*Problem description*: Take the records underneath and set them down exactly.

*Material to process*:
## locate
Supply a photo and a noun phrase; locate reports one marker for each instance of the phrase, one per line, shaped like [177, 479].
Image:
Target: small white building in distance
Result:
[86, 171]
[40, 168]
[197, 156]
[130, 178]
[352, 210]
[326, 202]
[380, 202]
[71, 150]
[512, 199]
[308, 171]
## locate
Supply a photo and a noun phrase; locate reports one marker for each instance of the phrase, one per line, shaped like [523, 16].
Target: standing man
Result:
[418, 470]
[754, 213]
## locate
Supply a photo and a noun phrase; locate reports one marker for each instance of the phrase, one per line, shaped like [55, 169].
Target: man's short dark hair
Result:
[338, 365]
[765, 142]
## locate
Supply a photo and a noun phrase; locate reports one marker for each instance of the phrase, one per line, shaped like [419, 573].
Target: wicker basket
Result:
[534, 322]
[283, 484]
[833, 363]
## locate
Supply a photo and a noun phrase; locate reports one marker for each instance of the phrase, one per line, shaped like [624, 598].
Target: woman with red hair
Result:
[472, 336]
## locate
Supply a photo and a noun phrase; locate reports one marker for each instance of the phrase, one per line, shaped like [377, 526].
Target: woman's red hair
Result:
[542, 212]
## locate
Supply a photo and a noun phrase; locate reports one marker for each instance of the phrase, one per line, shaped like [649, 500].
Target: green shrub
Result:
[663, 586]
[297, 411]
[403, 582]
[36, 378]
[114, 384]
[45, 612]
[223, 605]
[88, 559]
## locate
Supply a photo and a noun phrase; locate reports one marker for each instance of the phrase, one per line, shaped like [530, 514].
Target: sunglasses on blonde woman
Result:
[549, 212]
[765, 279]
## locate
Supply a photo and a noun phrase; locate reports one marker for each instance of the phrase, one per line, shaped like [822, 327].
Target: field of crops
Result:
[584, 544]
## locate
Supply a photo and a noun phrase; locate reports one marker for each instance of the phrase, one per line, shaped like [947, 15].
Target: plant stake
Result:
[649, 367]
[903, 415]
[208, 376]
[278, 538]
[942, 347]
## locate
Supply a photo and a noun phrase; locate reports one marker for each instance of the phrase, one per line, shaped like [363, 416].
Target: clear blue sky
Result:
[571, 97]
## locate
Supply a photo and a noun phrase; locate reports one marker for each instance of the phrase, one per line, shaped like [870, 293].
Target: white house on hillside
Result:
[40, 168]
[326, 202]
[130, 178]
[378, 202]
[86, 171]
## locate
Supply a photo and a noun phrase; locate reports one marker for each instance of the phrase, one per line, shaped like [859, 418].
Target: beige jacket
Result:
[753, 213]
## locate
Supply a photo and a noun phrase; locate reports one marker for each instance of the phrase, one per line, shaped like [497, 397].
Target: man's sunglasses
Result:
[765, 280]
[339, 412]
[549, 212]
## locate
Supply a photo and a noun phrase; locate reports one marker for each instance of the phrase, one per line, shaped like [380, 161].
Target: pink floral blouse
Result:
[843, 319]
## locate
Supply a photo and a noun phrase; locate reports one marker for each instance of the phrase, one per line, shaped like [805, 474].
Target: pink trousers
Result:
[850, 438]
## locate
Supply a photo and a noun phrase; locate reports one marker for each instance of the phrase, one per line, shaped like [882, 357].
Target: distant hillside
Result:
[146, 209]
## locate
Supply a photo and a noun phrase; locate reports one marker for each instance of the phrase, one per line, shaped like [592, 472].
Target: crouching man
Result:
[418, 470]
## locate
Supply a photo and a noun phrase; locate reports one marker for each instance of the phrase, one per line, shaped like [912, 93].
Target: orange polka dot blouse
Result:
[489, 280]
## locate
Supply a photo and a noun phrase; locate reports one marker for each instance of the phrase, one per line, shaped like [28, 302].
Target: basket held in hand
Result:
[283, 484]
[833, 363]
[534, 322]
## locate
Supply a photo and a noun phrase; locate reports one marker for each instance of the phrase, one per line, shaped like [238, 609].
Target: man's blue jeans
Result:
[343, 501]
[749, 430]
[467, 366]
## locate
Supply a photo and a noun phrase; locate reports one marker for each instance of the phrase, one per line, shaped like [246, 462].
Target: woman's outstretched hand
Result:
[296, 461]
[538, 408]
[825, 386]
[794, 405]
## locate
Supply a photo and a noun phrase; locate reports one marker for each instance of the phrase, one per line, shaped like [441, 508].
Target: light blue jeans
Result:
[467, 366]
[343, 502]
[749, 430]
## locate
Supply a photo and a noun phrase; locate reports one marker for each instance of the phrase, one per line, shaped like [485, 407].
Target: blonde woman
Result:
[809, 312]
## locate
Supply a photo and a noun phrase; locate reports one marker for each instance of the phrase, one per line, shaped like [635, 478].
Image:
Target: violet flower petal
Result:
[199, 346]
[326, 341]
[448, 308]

*Correct result*:
## locate
Supply a photo and a noun phrase; locate reports one marker for each instance of the phrase, one per line, shaped like [177, 479].
Image:
Target: small white building in distance
Result:
[86, 171]
[40, 168]
[197, 156]
[130, 178]
[352, 210]
[326, 202]
[380, 202]
[71, 150]
[512, 199]
[308, 171]
## locate
Supply a photo and a noun phrase; locate reports one marker for each instance of the phrase, one per line, shaped like [523, 16].
Target: standing man
Result:
[418, 470]
[754, 213]
## locate
Supply a photo and a noun phrase; locate reports one marker for each instance of the phrase, one per line, shaped like [55, 169].
Target: man's short dark hair
Result:
[338, 365]
[765, 142]
## locate
Supply a photo and a noun phrase; locate reports one marker for each instance of the phrase, one per line, shaped like [419, 573].
Target: wicker basket
Result:
[534, 322]
[283, 484]
[833, 363]
## locate
Supply a photo and a noun phrase; locate reports one marker for each instance of the phrase, one per line, shaped like [624, 598].
Target: woman with red hair
Result:
[472, 336]
## locate
Supply a photo and a noun phrase; locate reports one marker for each instance of the phrase, one per line, shaped like [377, 526].
Target: woman's red hair
Result:
[542, 212]
## locate
Supply a photo and a noun phrase; locate reports one marker for each instance of the phrase, one per line, shaped like [649, 500].
Target: green shrub
Result:
[663, 586]
[297, 411]
[403, 582]
[36, 378]
[114, 384]
[45, 612]
[223, 605]
[88, 559]
## locate
Supply a photo and a noun phrase; locate reports one marker for each instance of the phrase, one per line, shaped like [530, 514].
Target: sunglasses on blonde woman
Result:
[549, 212]
[765, 279]
## locate
Supply a photo and a noun phrase; locate reports one marker for each instance of the phrase, one per line, shaped like [822, 327].
Target: field of crops
Result:
[584, 544]
## locate
Supply a photo and a noun phrase; locate reports one marker for each instance of the phrase, one per line, shaped like [947, 15].
Target: plant stake
Result:
[649, 367]
[903, 415]
[208, 376]
[278, 538]
[942, 347]
## locate
Supply a photo and a noun phrase; locate reports one marker for each instance of the phrase, one per line, shaped like [363, 416].
Target: clear blue sky
Result:
[571, 97]
## locate
Supply a photo and a noun phrase; locate reports one marker for each instance of the phrase, one per line, shaped like [870, 293].
Target: white house on hillside
Result:
[40, 168]
[326, 202]
[130, 178]
[378, 202]
[86, 171]
## locate
Supply a photo and a noun phrase; locate reports one marker for each instance of the phrase, one per line, shaped like [859, 418].
Target: beige jacket
Result:
[753, 213]
## locate
Supply a photo and a noun phrase; locate reports one marker for each instance of the phrase, one per line, shaped like [497, 397].
Target: man's sunglasses
Result:
[765, 280]
[339, 412]
[549, 212]
## locate
Supply a photo and a noun phrase; locate reports one marker for each instance of the phrase, one per line, shaped like [380, 161].
Target: pink floral blouse
Result:
[843, 319]
## locate
Supply a photo and a noun phrase; locate reports one marker for each instance of the phrase, one per line, shaped like [805, 474].
Target: pink trousers
Result:
[850, 438]
## locate
Supply a photo and a noun phrase; locate reports one marker for each instance of the phrase, one per line, shaped like [882, 357].
Target: distant hillside
Result:
[146, 209]
## locate
Supply a photo and a noun phrase; locate reports one marker for each instance of the phrase, one per line, shaped like [592, 472].
Target: crouching man
Result:
[418, 470]
## locate
Supply a photo and a noun phrase; locate reports one marker for each instance of the phrase, one per line, shaped like [912, 93].
Target: orange polka dot blouse
Result:
[489, 280]
## locate
Supply a photo and a noun phrase; locate reports one marker for each instance of the phrase, one per line, shaped like [28, 302].
Target: basket held in hand
Result:
[283, 484]
[833, 363]
[534, 322]
## locate
Supply a photo and a noun phrase; locate reports one marker for each instance of the phrase, one per line, shaped like [238, 609].
Target: man's blue jeans
Result:
[343, 501]
[749, 430]
[467, 366]
## locate
Supply a photo and a noun phrase; locate reports one marker for each instance of the phrase, one per line, shaped like [246, 462].
Target: woman's outstretched hand
Result:
[296, 461]
[538, 408]
[825, 386]
[794, 405]
## locate
Supply a photo and a noun phrase; locate reports one marker for each instance of the phrase, one per line, shaped like [441, 508].
Target: light blue jeans
Result:
[467, 366]
[343, 502]
[749, 430]
## locate
Supply a photo and a noun phrase; locate reports one marker for each instance of the phrase, one per line, shaped like [485, 407].
Target: blonde woman
Result:
[809, 312]
## locate
Supply a photo and a noun phrase; locate reports one marker for each instance of the phrase, one per line, shaped like [635, 478].
Image:
Target: violet flower petal
Result:
[199, 346]
[326, 341]
[448, 308]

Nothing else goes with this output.